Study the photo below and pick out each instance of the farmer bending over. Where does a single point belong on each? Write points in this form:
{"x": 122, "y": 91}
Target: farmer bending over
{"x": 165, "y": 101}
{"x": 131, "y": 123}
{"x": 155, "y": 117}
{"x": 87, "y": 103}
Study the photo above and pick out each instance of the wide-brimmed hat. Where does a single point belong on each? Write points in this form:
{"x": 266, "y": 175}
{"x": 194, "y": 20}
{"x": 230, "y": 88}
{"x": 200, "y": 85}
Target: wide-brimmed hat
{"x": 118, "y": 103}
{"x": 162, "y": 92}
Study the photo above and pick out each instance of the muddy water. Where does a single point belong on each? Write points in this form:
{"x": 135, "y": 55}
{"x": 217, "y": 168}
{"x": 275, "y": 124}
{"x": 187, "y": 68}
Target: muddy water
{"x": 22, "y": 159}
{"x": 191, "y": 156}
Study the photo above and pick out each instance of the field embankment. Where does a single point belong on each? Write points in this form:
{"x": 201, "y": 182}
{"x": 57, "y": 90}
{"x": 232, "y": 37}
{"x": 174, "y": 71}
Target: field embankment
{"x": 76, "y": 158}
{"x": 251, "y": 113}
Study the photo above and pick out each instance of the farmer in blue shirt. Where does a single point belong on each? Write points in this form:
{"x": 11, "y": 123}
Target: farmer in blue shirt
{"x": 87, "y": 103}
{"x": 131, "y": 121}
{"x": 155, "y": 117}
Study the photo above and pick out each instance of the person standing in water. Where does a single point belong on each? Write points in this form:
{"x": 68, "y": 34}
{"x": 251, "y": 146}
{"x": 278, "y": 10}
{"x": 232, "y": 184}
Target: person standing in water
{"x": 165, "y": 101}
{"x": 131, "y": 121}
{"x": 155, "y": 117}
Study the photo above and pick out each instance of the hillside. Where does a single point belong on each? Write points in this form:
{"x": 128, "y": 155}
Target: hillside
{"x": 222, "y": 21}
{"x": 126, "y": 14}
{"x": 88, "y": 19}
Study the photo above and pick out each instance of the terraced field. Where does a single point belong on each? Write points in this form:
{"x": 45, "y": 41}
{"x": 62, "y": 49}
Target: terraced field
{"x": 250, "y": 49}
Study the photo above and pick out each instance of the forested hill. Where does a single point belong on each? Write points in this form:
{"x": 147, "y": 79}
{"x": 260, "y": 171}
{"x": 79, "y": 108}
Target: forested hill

_Exercise directions:_
Print all of the records above again, line for line, without changing anything.

_Reply to the task:_
Study the photo below and pick out each instance of the farmer bending over. Where does a single point belong on each? Write points in this form:
{"x": 122, "y": 91}
Target: farmer bending over
{"x": 165, "y": 101}
{"x": 131, "y": 123}
{"x": 155, "y": 117}
{"x": 87, "y": 103}
Study the photo above and pick out each instance of the wide-brimmed hat. Where does a single point belong on each? Write points in this form:
{"x": 266, "y": 175}
{"x": 194, "y": 20}
{"x": 230, "y": 88}
{"x": 200, "y": 85}
Target: wide-brimmed hat
{"x": 118, "y": 103}
{"x": 162, "y": 92}
Study the photo above and pick out each instance of the muddy water. Where does a single point belong on each? Write points in this form:
{"x": 135, "y": 55}
{"x": 217, "y": 168}
{"x": 275, "y": 124}
{"x": 187, "y": 68}
Target: muddy water
{"x": 22, "y": 159}
{"x": 191, "y": 156}
Study the photo above and pick out each instance of the field embankment. Where does a single point belong on each? Write points in this form:
{"x": 201, "y": 182}
{"x": 57, "y": 90}
{"x": 232, "y": 37}
{"x": 174, "y": 71}
Target: field embankment
{"x": 76, "y": 158}
{"x": 251, "y": 113}
Study the photo above and pick out each instance of the farmer in blue shirt. Where does a single point belong on each? Write points in this form:
{"x": 11, "y": 123}
Target: farmer in blue shirt
{"x": 87, "y": 103}
{"x": 131, "y": 121}
{"x": 155, "y": 117}
Study the photo above and pick out each instance of the person standing in water. Where does a single point belong on each? Write points in this form:
{"x": 68, "y": 34}
{"x": 251, "y": 146}
{"x": 278, "y": 10}
{"x": 232, "y": 184}
Target: person standing in water
{"x": 165, "y": 101}
{"x": 131, "y": 121}
{"x": 155, "y": 117}
Study the photo above and pick out each instance of the hillside. Where does a single point belong on each? Write points in this form:
{"x": 128, "y": 155}
Target: hillside
{"x": 222, "y": 21}
{"x": 126, "y": 14}
{"x": 88, "y": 19}
Study the photo above and pick out each instance of the terraced field. Where does a single point belong on each? Write points in this form:
{"x": 45, "y": 41}
{"x": 62, "y": 49}
Target: terraced field
{"x": 250, "y": 49}
Study the photo above and pick out each instance of the forested hill. Where does a single point belong on each? Write points in this form:
{"x": 147, "y": 79}
{"x": 260, "y": 171}
{"x": 79, "y": 108}
Target: forested hill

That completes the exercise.